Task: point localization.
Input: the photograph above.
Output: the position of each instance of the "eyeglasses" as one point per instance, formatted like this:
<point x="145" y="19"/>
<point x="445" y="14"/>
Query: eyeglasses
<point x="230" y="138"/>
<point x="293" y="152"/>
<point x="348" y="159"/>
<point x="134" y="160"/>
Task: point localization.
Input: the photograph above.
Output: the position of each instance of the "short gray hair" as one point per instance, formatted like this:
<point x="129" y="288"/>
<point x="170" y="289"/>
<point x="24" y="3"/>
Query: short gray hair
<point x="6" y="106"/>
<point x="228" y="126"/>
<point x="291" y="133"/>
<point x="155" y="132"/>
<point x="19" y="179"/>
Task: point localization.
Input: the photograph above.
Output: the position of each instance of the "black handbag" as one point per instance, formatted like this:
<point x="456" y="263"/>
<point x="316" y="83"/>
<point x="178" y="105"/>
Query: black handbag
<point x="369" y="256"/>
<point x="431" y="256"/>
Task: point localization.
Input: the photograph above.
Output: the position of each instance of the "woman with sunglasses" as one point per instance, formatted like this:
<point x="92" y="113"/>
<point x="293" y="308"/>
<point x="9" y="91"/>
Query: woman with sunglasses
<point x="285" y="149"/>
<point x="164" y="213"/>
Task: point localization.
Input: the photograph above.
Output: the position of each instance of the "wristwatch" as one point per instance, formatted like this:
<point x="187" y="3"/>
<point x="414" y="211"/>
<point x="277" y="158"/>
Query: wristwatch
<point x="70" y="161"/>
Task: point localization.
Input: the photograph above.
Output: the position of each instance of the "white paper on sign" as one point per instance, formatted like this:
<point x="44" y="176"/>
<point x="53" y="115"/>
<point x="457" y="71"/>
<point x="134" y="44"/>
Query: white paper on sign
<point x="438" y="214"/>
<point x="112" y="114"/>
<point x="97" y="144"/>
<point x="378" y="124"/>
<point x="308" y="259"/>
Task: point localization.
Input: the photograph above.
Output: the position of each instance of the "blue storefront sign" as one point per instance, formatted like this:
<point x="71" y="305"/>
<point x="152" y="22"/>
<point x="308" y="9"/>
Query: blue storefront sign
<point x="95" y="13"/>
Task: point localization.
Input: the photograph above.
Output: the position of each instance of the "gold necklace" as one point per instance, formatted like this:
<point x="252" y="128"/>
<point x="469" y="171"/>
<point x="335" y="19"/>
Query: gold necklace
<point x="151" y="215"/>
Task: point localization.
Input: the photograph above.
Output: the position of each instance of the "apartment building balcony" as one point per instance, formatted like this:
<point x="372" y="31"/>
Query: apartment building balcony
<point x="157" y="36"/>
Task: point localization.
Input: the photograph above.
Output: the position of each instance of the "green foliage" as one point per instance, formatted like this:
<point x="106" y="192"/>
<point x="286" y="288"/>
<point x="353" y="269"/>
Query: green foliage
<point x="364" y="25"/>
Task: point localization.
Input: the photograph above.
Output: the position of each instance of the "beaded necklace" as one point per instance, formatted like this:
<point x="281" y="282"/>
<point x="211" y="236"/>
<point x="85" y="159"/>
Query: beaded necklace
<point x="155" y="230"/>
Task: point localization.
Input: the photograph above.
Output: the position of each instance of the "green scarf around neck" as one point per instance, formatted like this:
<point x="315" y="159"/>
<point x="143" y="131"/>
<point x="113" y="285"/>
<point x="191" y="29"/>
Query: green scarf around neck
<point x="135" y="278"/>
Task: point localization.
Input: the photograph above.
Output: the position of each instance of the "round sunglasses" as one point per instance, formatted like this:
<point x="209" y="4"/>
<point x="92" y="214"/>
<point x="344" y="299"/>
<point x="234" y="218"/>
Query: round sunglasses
#####
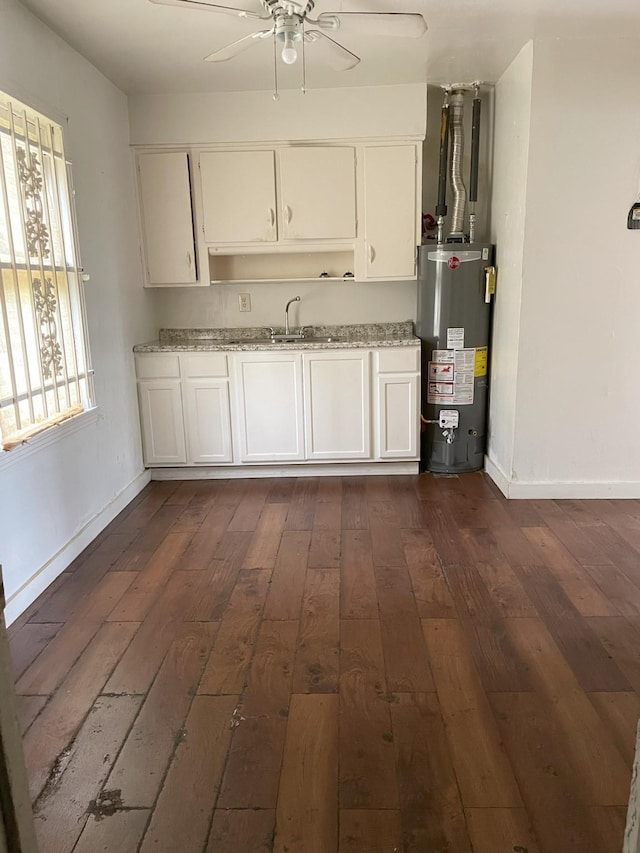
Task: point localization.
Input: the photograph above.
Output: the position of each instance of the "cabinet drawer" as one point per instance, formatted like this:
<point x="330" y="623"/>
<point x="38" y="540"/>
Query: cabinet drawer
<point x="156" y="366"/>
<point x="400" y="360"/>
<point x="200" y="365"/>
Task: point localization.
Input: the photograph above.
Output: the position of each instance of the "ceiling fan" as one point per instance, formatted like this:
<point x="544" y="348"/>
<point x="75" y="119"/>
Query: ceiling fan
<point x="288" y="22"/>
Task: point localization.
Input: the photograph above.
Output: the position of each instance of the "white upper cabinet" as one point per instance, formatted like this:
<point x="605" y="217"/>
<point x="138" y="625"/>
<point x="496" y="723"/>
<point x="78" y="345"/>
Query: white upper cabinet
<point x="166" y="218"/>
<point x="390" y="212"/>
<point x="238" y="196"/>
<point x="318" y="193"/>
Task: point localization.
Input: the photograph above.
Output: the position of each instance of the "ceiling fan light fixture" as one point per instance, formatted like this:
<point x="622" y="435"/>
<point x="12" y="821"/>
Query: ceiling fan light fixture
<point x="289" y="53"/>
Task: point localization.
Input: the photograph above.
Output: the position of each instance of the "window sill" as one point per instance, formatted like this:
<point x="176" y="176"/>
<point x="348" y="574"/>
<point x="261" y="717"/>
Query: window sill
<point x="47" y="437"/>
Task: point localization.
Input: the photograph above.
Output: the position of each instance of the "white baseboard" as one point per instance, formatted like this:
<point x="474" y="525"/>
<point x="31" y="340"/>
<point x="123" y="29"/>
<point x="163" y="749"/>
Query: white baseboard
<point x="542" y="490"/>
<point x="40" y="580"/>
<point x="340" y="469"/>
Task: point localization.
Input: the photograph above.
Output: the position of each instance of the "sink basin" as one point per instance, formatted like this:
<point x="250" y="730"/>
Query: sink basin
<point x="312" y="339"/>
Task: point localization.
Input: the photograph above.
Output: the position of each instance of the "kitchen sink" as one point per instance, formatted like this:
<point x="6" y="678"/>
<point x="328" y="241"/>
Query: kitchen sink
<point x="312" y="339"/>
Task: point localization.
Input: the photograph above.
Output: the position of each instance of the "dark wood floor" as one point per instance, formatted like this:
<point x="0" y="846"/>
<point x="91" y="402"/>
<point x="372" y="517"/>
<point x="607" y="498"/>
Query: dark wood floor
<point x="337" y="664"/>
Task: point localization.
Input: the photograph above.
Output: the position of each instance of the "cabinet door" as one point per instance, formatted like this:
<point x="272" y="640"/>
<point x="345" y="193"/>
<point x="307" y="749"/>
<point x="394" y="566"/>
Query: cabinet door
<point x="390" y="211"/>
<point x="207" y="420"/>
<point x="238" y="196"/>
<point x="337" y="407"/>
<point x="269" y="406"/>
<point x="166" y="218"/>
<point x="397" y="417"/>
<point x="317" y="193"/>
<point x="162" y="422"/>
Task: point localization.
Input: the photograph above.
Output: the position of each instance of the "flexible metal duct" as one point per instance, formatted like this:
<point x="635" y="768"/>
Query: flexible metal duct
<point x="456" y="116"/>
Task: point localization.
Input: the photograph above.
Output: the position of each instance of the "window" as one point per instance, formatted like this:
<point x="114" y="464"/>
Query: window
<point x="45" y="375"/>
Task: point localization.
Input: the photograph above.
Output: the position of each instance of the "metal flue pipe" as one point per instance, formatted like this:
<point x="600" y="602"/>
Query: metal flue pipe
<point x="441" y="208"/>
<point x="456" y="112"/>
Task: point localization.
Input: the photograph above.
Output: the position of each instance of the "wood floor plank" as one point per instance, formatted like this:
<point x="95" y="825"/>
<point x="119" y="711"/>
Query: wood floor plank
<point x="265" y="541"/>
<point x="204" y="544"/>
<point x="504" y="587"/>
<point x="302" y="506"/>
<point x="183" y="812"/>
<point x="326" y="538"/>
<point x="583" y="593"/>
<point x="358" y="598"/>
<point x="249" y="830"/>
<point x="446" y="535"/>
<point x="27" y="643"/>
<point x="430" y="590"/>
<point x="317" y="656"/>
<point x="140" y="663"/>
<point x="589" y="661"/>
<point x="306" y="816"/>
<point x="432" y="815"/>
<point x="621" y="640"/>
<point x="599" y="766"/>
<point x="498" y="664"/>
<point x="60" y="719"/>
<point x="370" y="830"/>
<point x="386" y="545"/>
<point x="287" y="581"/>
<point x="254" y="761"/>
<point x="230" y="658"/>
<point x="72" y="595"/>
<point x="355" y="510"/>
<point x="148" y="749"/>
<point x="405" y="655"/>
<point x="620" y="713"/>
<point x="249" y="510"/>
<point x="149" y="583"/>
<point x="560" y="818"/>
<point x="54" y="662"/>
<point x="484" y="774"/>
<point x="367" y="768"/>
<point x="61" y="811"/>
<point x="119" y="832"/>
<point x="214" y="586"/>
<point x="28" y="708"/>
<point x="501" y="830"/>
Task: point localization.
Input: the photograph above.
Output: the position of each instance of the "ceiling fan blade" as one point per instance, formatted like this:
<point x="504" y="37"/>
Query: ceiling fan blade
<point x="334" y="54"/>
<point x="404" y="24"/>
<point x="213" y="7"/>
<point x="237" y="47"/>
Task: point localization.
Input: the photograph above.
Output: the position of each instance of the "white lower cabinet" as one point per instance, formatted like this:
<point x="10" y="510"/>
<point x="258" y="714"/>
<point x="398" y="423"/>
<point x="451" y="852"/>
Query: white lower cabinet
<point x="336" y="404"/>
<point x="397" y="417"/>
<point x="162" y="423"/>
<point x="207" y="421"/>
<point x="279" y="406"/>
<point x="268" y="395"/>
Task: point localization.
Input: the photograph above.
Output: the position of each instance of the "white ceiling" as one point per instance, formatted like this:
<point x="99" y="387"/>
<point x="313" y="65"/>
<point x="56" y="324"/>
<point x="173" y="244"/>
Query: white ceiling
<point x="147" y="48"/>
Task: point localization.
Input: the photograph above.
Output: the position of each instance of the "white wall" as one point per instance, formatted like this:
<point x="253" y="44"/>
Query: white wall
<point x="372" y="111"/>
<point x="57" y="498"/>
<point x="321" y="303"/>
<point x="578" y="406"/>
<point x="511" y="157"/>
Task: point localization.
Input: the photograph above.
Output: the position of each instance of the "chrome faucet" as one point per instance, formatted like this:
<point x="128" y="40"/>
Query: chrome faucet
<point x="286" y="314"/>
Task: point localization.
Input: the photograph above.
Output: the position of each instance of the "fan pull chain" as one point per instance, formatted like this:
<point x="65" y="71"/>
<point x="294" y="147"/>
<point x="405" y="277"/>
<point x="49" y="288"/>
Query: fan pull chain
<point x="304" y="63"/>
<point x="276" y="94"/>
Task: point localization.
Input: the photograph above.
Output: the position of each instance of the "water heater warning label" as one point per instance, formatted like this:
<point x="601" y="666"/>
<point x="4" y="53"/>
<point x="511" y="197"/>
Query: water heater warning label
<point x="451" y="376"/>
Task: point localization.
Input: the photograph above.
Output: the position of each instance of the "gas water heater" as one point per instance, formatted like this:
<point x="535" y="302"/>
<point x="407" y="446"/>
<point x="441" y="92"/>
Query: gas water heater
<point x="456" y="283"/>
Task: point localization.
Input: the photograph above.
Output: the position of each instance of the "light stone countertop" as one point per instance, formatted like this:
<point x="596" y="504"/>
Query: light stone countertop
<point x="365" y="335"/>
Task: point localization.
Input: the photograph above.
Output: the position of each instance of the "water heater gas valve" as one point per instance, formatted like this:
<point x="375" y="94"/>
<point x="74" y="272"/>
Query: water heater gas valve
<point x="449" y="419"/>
#####
#### Short task:
Report every line of the items above that contains the string "sign". Case counts.

#### Expected answer:
Output: the position of each instance of the "white paper on sign" as one point per instance, formatted like this:
Query: white paper on sign
Output: the position of each instance of the "blue storefront sign" as one point per instance, formatted like this:
Query: blue storefront sign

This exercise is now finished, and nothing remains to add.